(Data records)
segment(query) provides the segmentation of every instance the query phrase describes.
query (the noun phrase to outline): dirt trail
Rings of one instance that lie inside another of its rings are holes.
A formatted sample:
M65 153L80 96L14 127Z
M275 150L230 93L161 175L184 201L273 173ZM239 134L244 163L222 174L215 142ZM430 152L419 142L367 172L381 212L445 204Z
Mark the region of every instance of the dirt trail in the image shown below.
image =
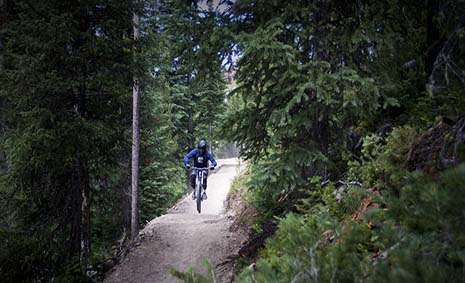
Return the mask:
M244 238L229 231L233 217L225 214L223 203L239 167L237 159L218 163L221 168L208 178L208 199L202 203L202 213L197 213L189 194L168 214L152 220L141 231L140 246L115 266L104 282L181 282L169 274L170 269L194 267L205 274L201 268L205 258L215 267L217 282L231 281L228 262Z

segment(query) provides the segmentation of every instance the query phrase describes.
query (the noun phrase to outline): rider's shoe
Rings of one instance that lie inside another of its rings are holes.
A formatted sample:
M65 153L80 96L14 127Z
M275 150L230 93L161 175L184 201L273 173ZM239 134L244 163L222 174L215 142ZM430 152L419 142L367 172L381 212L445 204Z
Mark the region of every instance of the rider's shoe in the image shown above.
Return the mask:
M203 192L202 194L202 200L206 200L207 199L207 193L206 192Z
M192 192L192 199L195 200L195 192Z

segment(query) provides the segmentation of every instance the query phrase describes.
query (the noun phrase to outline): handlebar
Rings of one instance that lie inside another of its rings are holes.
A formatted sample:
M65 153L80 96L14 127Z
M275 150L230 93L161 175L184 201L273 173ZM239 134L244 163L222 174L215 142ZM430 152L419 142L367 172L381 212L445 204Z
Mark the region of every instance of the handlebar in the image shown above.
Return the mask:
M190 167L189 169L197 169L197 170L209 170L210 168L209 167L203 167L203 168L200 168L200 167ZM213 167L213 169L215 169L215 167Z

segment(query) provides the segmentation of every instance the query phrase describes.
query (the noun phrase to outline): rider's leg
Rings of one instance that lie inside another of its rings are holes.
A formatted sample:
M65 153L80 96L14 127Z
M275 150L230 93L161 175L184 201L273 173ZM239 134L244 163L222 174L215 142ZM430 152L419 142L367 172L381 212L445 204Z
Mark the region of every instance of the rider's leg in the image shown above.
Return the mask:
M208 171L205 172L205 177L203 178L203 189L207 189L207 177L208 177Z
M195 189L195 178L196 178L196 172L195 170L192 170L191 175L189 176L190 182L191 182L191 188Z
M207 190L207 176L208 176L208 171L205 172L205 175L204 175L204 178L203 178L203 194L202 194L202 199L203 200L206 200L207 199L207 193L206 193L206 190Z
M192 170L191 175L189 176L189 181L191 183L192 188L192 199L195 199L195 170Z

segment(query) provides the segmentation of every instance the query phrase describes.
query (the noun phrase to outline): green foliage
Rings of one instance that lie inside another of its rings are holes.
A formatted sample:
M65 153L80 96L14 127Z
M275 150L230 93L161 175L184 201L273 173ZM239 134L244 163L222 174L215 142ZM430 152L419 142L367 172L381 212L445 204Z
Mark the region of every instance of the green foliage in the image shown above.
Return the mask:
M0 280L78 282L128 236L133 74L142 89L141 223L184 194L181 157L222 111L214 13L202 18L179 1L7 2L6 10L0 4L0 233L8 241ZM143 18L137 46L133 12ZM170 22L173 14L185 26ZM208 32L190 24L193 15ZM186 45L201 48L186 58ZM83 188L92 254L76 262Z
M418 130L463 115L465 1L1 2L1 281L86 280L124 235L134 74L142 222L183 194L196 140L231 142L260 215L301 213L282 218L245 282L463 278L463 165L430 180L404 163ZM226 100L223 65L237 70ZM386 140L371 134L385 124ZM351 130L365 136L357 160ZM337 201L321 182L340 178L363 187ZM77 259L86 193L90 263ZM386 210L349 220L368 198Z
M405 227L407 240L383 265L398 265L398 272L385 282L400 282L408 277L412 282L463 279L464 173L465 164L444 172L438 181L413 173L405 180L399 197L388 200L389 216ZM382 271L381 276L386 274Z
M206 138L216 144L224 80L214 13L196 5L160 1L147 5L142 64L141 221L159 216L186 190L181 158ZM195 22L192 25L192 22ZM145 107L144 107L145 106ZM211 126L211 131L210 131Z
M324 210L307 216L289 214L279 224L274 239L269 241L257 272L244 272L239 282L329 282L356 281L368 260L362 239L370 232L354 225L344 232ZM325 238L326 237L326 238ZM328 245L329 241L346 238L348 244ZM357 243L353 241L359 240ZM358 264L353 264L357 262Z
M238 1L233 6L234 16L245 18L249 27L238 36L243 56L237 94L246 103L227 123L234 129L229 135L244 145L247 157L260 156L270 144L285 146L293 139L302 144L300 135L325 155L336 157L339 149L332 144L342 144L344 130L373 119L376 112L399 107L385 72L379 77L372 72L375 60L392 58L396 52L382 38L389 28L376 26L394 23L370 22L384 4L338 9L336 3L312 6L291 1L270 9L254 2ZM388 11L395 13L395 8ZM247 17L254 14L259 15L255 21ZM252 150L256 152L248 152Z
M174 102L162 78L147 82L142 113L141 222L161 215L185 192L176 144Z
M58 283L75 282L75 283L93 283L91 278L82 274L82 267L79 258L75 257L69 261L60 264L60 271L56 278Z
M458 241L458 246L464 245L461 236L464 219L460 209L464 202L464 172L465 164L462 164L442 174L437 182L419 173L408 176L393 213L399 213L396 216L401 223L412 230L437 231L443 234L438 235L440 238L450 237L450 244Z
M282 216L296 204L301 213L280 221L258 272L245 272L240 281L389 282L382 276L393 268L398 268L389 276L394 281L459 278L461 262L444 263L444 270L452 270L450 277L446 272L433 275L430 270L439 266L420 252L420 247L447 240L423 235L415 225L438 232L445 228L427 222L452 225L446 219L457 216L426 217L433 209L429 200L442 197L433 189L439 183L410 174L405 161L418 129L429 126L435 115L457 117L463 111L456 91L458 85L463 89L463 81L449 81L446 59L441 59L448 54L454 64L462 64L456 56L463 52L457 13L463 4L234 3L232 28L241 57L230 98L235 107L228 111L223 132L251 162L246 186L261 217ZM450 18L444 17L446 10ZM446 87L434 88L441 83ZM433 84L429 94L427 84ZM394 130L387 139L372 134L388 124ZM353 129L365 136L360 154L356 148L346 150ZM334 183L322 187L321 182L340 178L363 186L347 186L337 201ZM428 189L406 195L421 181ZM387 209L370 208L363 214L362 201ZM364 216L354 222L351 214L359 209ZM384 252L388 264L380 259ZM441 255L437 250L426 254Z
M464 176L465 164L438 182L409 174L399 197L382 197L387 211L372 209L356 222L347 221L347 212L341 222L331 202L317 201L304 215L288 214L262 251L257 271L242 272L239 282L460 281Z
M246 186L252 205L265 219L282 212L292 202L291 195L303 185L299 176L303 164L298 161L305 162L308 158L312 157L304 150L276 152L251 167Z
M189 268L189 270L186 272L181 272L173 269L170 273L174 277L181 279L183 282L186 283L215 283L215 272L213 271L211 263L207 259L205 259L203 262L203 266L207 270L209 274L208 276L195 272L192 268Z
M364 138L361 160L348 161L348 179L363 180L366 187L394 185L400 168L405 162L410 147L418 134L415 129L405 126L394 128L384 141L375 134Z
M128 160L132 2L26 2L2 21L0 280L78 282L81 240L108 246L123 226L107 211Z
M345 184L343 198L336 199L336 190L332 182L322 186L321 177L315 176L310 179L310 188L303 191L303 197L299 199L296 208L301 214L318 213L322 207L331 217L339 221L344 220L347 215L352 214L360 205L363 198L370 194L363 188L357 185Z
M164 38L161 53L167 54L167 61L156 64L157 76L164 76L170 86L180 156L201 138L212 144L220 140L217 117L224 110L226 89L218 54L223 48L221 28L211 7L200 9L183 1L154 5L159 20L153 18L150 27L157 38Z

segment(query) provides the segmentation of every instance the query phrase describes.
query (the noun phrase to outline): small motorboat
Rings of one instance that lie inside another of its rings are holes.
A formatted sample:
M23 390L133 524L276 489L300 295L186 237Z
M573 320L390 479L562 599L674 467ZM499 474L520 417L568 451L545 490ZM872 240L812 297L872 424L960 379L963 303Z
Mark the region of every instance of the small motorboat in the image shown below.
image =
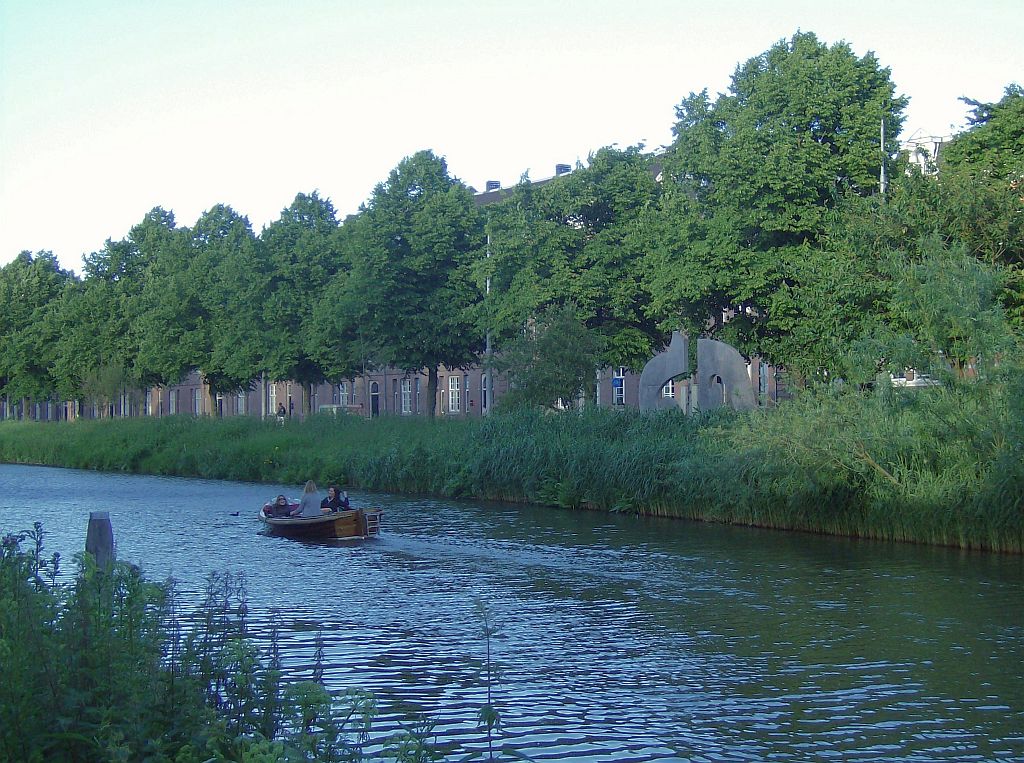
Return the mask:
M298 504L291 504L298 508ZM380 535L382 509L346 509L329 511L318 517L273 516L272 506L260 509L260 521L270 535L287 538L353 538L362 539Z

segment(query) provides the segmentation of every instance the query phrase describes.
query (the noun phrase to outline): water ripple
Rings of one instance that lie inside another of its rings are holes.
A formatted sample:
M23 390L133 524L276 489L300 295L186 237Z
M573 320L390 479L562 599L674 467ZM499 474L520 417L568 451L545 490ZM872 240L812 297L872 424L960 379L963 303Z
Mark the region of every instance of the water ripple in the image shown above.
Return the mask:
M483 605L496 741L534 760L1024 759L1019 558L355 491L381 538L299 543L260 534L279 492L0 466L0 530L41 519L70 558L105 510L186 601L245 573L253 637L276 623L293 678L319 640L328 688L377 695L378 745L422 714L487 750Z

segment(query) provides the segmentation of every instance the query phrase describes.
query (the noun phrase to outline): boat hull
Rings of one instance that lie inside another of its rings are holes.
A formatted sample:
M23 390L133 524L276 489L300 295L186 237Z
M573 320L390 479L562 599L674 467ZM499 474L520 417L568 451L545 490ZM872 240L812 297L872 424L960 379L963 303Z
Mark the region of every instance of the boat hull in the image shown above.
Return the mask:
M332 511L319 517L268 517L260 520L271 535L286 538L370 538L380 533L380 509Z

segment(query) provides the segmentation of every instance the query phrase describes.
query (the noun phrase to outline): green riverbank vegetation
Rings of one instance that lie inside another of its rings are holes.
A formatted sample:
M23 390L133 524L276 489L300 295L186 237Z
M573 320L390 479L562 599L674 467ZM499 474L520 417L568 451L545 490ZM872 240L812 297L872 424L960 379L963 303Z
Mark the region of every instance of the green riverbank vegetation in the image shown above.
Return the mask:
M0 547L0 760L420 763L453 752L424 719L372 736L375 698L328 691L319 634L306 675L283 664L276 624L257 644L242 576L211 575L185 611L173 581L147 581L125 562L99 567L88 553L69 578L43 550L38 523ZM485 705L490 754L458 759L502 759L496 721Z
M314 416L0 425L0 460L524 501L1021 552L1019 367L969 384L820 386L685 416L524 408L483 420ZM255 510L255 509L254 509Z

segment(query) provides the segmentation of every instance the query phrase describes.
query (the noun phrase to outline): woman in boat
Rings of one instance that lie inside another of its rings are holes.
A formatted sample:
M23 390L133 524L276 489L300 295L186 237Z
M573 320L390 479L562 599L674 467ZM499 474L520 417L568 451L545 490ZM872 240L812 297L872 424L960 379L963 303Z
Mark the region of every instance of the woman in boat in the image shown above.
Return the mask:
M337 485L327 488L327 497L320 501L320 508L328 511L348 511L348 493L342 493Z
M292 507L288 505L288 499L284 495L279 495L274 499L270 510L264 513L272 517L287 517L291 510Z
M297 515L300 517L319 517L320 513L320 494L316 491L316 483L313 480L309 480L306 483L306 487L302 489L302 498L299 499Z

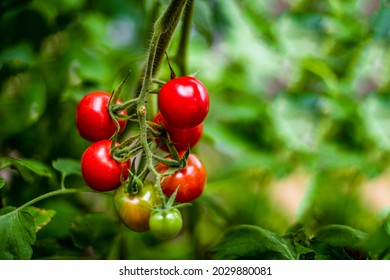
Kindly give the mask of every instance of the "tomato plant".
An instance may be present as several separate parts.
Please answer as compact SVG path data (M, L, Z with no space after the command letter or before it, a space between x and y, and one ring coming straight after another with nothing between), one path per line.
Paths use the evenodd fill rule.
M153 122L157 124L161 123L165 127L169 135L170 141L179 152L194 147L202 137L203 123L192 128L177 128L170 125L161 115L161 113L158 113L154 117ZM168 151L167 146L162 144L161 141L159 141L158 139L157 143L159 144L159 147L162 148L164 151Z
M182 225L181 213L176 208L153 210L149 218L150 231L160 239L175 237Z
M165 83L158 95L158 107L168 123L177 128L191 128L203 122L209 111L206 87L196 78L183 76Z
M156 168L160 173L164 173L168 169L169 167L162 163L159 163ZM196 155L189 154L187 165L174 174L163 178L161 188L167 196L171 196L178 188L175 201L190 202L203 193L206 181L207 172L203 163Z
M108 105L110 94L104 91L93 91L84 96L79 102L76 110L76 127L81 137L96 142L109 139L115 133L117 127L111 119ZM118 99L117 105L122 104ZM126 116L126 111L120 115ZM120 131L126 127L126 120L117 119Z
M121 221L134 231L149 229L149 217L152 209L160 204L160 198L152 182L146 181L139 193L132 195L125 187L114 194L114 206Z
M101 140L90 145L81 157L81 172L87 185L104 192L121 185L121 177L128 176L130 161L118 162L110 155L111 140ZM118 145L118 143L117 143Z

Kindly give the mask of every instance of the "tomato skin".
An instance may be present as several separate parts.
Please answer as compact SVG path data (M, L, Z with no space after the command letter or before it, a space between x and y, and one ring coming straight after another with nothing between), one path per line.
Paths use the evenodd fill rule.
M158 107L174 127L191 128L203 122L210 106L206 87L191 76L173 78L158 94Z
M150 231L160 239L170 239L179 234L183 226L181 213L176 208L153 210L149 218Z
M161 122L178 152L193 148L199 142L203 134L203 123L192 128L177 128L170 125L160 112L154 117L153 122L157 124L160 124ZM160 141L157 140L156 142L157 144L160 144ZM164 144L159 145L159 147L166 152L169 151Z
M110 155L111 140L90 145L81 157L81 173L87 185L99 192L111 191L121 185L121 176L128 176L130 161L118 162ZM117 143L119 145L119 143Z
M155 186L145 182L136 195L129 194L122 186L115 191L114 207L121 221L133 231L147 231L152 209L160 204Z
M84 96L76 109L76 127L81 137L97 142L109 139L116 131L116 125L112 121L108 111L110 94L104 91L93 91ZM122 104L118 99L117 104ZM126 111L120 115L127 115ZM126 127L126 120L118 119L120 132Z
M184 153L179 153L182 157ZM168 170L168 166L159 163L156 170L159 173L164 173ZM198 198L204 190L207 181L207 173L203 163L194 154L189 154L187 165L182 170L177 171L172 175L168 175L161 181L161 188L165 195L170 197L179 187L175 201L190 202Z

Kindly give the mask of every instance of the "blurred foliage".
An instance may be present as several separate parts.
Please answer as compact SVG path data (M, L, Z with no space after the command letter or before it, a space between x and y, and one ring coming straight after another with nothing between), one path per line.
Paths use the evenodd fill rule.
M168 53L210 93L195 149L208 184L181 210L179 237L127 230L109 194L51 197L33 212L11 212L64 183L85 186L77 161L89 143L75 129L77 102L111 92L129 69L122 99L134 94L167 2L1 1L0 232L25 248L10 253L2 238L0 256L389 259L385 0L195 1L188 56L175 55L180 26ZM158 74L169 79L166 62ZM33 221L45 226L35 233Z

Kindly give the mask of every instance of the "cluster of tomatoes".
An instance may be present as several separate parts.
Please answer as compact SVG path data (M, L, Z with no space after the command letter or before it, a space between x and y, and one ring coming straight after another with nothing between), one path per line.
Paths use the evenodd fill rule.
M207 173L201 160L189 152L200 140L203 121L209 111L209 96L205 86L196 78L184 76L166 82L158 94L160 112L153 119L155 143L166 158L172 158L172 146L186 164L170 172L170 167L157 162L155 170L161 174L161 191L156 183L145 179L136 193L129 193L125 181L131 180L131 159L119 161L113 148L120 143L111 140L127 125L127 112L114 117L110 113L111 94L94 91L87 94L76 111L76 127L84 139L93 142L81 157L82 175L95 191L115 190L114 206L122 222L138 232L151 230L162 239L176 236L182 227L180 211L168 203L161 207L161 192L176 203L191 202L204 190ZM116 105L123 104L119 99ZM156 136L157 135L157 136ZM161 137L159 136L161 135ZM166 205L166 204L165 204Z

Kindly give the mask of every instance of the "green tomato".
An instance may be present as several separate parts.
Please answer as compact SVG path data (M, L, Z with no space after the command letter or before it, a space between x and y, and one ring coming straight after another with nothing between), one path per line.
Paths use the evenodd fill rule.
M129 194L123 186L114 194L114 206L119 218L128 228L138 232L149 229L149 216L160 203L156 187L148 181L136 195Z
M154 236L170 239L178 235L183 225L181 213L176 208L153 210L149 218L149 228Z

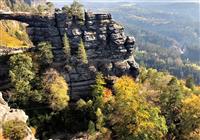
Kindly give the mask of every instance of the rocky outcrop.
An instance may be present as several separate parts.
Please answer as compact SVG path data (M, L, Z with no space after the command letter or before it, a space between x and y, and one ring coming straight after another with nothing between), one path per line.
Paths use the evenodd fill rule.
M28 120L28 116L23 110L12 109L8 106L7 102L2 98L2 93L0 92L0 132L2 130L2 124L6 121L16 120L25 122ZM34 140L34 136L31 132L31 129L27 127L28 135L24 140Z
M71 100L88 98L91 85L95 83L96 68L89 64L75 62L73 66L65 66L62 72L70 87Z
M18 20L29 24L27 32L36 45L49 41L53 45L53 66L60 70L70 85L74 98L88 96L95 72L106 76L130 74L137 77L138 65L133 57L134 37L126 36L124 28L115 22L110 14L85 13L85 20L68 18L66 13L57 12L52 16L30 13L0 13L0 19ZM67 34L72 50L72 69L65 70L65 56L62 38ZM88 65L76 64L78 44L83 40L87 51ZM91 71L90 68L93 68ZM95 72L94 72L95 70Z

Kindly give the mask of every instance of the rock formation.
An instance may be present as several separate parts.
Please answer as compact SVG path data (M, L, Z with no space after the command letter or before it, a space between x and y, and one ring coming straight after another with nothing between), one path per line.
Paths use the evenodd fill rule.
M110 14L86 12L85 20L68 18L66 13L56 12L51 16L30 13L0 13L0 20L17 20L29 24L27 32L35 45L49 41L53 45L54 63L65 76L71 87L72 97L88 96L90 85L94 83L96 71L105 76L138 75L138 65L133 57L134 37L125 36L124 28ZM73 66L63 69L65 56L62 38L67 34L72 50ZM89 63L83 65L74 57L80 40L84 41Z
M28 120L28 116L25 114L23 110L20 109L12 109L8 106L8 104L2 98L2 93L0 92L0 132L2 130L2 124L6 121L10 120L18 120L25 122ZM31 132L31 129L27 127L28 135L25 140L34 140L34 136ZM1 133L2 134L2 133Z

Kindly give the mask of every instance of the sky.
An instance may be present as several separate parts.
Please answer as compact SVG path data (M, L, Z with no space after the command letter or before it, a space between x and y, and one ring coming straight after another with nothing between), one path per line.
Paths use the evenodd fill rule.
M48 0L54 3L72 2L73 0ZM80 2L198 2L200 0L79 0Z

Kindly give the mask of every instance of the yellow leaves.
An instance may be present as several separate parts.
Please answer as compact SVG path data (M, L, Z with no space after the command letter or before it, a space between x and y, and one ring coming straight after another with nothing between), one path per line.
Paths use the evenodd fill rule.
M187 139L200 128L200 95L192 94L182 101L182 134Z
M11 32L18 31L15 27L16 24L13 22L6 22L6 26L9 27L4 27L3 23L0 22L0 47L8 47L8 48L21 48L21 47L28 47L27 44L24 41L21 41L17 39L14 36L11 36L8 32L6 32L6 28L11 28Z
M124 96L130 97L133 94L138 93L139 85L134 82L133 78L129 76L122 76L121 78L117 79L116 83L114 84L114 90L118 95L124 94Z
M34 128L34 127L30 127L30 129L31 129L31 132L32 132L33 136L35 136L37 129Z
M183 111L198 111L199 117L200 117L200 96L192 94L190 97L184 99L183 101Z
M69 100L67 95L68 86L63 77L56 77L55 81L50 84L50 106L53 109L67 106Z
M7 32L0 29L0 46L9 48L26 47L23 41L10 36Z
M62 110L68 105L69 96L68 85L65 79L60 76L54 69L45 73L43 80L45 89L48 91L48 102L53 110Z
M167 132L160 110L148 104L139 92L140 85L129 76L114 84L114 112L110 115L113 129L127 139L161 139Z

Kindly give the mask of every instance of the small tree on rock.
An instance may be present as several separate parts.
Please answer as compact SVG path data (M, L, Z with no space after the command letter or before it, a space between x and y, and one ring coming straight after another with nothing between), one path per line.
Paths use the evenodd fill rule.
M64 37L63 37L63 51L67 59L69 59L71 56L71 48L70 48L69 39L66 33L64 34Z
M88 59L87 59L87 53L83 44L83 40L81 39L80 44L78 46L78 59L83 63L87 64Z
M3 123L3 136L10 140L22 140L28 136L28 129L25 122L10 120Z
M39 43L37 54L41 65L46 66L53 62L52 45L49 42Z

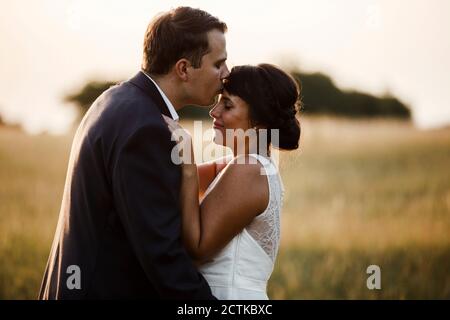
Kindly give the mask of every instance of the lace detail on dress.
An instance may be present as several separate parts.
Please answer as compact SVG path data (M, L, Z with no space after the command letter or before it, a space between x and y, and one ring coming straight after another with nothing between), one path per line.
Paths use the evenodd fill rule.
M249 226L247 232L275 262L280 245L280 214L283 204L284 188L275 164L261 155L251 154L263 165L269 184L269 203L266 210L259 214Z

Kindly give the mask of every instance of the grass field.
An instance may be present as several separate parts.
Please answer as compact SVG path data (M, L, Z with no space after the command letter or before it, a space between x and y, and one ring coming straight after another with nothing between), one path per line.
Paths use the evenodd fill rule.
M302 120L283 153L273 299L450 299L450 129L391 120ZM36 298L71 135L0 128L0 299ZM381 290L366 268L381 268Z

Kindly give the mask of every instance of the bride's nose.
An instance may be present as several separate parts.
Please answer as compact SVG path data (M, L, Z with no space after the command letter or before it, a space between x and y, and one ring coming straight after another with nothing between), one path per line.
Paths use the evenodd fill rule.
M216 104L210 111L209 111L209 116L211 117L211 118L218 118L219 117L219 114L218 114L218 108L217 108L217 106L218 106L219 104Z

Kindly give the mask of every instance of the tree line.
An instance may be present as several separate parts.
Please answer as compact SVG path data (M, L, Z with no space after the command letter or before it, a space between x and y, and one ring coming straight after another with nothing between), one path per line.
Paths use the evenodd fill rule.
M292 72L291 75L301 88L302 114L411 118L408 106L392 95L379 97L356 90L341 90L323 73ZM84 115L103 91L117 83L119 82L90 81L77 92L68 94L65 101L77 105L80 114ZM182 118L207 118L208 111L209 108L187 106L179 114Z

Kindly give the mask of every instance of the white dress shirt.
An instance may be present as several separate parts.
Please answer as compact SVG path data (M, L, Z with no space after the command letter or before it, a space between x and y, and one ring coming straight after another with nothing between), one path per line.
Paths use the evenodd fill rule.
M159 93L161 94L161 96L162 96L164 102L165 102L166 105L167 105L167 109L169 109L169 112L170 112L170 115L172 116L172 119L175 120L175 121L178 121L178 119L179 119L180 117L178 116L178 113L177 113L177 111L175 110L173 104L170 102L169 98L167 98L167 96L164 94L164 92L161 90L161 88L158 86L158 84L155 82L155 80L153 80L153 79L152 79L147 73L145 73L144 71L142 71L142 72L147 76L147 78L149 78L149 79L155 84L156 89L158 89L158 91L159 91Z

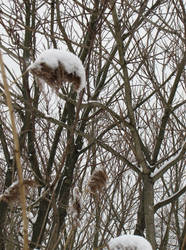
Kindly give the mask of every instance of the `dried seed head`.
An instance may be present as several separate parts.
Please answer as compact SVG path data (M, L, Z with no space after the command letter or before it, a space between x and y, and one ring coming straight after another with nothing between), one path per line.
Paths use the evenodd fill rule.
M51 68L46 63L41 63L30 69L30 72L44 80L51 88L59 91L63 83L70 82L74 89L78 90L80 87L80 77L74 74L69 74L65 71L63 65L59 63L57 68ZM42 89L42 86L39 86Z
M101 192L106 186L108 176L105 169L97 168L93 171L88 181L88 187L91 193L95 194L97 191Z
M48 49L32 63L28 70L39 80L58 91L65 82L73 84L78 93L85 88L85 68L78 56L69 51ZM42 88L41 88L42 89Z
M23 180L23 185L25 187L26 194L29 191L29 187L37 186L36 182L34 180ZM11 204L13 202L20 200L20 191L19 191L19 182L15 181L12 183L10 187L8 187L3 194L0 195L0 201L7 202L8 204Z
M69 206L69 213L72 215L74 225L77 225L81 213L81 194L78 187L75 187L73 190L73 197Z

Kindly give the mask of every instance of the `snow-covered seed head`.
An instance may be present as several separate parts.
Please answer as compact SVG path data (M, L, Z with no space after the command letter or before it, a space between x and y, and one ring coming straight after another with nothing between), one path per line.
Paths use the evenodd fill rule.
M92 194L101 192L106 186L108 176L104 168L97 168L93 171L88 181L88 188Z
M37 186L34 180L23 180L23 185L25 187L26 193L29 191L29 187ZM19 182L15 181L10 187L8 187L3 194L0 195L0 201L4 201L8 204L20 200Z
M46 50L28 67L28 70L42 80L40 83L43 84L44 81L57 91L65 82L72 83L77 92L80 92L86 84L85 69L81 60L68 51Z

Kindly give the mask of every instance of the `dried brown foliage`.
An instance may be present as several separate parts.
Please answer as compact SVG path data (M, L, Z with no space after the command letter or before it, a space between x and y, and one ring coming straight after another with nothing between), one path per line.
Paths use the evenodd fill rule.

Exercise objective
For each line above that contains the word "region", make a copy.

Task solution
Mark the region of every instance of the dirt trail in the image shown below.
Mark the region of every instance of the rider's shoe in the image shown above.
Mark the region of every instance of the handlebar in the image shown above.
Mark the region of every instance of the rider's leg in the image shown above.
Mark the region of every instance of the green foliage in the image shown above.
Mark the region of every instance of the small motorboat in the image shown below.
Mark the region of every instance of the water ripple in the image shown above.
Mark the region of every instance of the boat hull in the image shown above.
Mark the region of every instance of the green riverbank vegetation in the image shown above.
Mark the region of every instance of the woman in boat in the image shown above.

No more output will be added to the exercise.